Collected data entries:
# # # # #
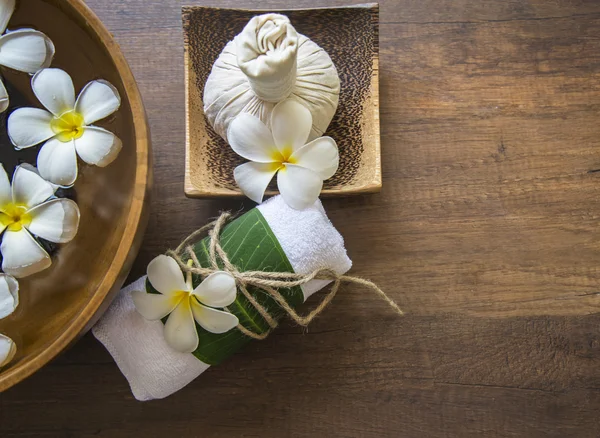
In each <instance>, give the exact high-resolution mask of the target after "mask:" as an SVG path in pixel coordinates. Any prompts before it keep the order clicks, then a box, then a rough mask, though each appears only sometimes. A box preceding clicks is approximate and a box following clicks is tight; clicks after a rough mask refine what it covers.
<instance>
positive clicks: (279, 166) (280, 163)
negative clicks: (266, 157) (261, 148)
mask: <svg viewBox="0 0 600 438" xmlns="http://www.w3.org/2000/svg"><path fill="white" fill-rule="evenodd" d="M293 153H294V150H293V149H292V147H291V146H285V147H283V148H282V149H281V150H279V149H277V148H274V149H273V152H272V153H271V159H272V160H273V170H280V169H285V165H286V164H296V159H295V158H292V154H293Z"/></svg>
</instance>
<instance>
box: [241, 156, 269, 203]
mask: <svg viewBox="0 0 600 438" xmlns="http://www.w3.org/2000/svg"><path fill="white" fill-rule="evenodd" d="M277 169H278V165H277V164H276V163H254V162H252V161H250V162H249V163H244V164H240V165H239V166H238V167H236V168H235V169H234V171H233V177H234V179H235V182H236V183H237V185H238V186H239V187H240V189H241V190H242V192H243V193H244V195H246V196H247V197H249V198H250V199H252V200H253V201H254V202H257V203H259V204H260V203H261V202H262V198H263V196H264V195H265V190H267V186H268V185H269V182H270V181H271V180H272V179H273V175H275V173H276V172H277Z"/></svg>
# # # # #
* _Task item_
Retype all entries exactly as they appear, dropping the images.

* _Final answer_
In each <instance>, give the exact high-resolution mask of the target after "mask:" as an SVG path in pixel coordinates. Any prompts before it keep the order clicks, then a box, then a rough mask, though each appears only sometimes. A box preceding clicks is approximate and a box following clicks is tight; clicks after a rough mask refine what it covers.
<instance>
positive clicks: (279, 166) (280, 163)
negative clicks: (266, 157) (261, 148)
mask: <svg viewBox="0 0 600 438" xmlns="http://www.w3.org/2000/svg"><path fill="white" fill-rule="evenodd" d="M293 153H294V150H293V149H292V147H291V146H285V147H283V148H282V149H281V150H279V149H277V148H274V149H273V152H272V153H271V159H272V160H273V170H280V169H285V165H286V164H296V159H295V158H292V154H293Z"/></svg>
</instance>
<instance>
box: [241, 156, 269, 203]
mask: <svg viewBox="0 0 600 438" xmlns="http://www.w3.org/2000/svg"><path fill="white" fill-rule="evenodd" d="M277 169H278V165H277V164H276V163H254V162H252V161H250V162H249V163H244V164H240V165H239V166H238V167H236V168H235V169H234V171H233V177H234V179H235V182H236V183H237V185H238V186H239V187H240V189H241V190H242V192H243V193H244V195H246V196H247V197H249V198H250V199H252V200H253V201H254V202H257V203H259V204H260V203H261V202H262V198H263V196H264V195H265V190H267V186H268V185H269V182H270V181H271V180H272V179H273V175H275V173H276V172H277Z"/></svg>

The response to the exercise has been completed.